Ces banalités qui trahissent les secrets de nos vies

'Les animaux blancs sont souvent sourds', photo: Host

Parmi les livres nominés cette année pour le prix Magnesia Litera il y avait aussi un recueil de nouvelles au titre bizarre, Bílá zvířata jsou velmi často hluchá (Les animaux blancs sont souvent sourds), sorti aux éditions Host. Ce n’est que le deuxième ouvrage publié par l’écrivaine et journaliste Ivana Myšková (*1981) qui a su, dès le début, attirer l’attention des lecteurs et de la critique par son talent à dénicher sous les banalités les aspects profonds de l’existence.

Une forêt de sensations inavouables

Ivana Myšková,  photo: ČT
Le dénominateur commun des héros des nouvelles d’Ivana Myšková est une sorte d’incertitude intérieure qui ressemble à de la honte. Ils ressentent un certain malaise face à leur vie, à leurs idées et leurs comportements et souvent, ils portent sur eux-mêmes des jugements sévères. Ils n’arrivent pas à se pardonner d’être tels qu’ils sont. Ivana Myšková dévoile dans ses récits toute une forêt de sensations inavouables et parfois douloureuses, de petits péchés, de craintes absurdes et de reproches intérieurs que nous cachons sous un comportement que nous considérons comme normal. Cette vie cachée surgit parfois par de petits signes qui semblent être sans importance mais qui trahissent un inquiétant désordre intérieur. Ivana Myšková épie ces petits signes :

« C’est ce qui m’intéresse. Les banalités confrontées aux choses essentielles. Les contrastes. Les gens qui sont merveilleusement généreux, affectueux, nobles et en même temps tout à fait minables, primitifs, égoïstes, méchants. La nature ambivalente de l’homme est probablement le thème majeur de ma vie. (...) La vie est plus bizarre que mes contes. »

Les pièges que nous tendons à nous-mêmes

Les héros et les héroïnes des nouvelles d’Ivana Myšková vivent souvent comme dans une prison intérieure et tombent dans des pièges qu’ils se tendent à eux-mêmes. Tel est le cas d’Alena, personnage principal du conte intitulé La senteur du foyer, qui n’arrive pas à résister à l’égoïsme de son mari cherchant à se débarrasser du vieux chien malade qui a été jadis le chouchou de la famille. Cette incapacité à résister à sa faiblesse intérieure ou à l’influence des autres, cette tendance à l’auto-accusation et à la soumission se manifestent aussi chez d’autres personnages de ces nouvelles.

La femme qui est le personnage principal du conte Le danger des voies d’accès finit par chercher des excuses à l’homme qui l’a violé. Par contre Soňa, personnage du conte Le rideau, qui se montre nue à la fenêtre de son appartement et provoque par sa nudité la chute mortelle d’un homme qui lave les carreaux de la maison d’en face, ressent l’horreur de cette situation mais aussi quelque chose comme une satisfaction inavouable, comme la preuve de sa séduction féminine. C’est le processus douloureux entre ce qui est inavouable et l’aveu, le cheminement vers la confession sous diverses formes, qui est un des grands thèmes de ce livre. L’auteure est convaincue qu’il faut parler de ces choses-là :

« Combien de temps passons-nous à parler des choses pragmatiques qu’il est inutile d’analyser d’une façon aussi détaillée ? Mais nous ne parlons pas de certaines situations que nous vivons et ce mutisme nuit à notre santé. Ce qui reste inexprimé est un des thèmes du conte principal de mon recueil. Ce conte devait avoir pour sous-titre ‘Pourquoi vous taisez-vous tellement et parlons-nous tellement ?’ »

Données fournies –
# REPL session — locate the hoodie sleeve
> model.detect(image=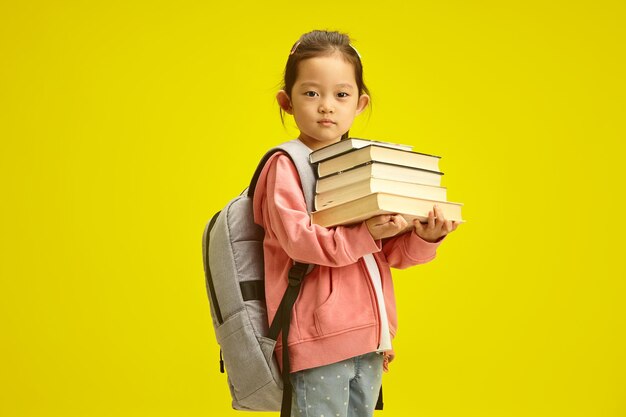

Énoncé –
Pouvez-vous écrire la suite de l'article sur le recueil de nouvelles d'Ivana Myšková, à partir de sa dernière phrase ?

Réponse –
Le silence des hommes et la volubilité des femmes

'Les animaux blancs sont souvent sourds',  photo: Host
Un des thèmes du conte est donc aussi le déséquilibre dans la communication entre hommes et femmes, la différence entre les quantités de mots que nous nous disons les uns aux autres, le laconisme des hommes qui fait contraste avec la volubilité des femmes. Et Ivana Myšková constate que ce mutisme des hommes a peut-être quelque chose de séduisant mais que ce manque de volonté de partager les émotions laisse un vide dans nos relations. Elle n’arrive pas à se faire au manque de sensibilité et d’empathie, à l’indifférence et à la déshumanisation qui se manifeste entre autres dans nos réactions à la vague migratoire. Elle se considère comme une sorte de scribe, de copiste qui décrit de menues situation réelles ce qui se traduit aussi dans sa méthode caractérisée par un long mûrissement. Elle retient un motif, une situation, une phrase, elle le note parfois et puis elle réfléchit longtemps :

« Mes textes sont donc basés sur la réalité mais ensuite j’y ajoute de la fiction ou bien je compose plusieurs motifs différents qui ont quelque chose en commun. Et ensuite, souvent avant de m’endormir, il me vient à l’idée un simple sujet. Quand je réfléchis au comportement d’un de mes personnages, les motifs commencent à se relier. Mais cela prend beaucoup de temps. Entre la première apparition du motif et la rédaction d’un conte peut s’écouler une période de cinq ans. »

Une secousse salutaire

'Les animaux blancs sont souvent sourds',  photo: Host
Les personnages des contes d’Ivana Myšková n’arrivent en général pas à sortir de leurs prisons intérieures, à faire tomber leurs illusions, à abattre les barrières qui obstruent leur vision de la vie. Dans la nouvelle Les animaux blancs sont souvent sourds qui a donné le titre à son livre, l’auteure a quand même choisi un ton plus optimiste. Elle décrit une relation compliquée entre une fille adulte et son père avare de mots. Ces deux êtres qui s’aiment et n’arrivent pas à l’exprimer, finissent par se parler et se comprendre grâce à une secousse salutaire dans leur vie. Le conte principal du recueil révèle donc la force des lueurs d’espoir qui dorment sans doute dans chacun de nous.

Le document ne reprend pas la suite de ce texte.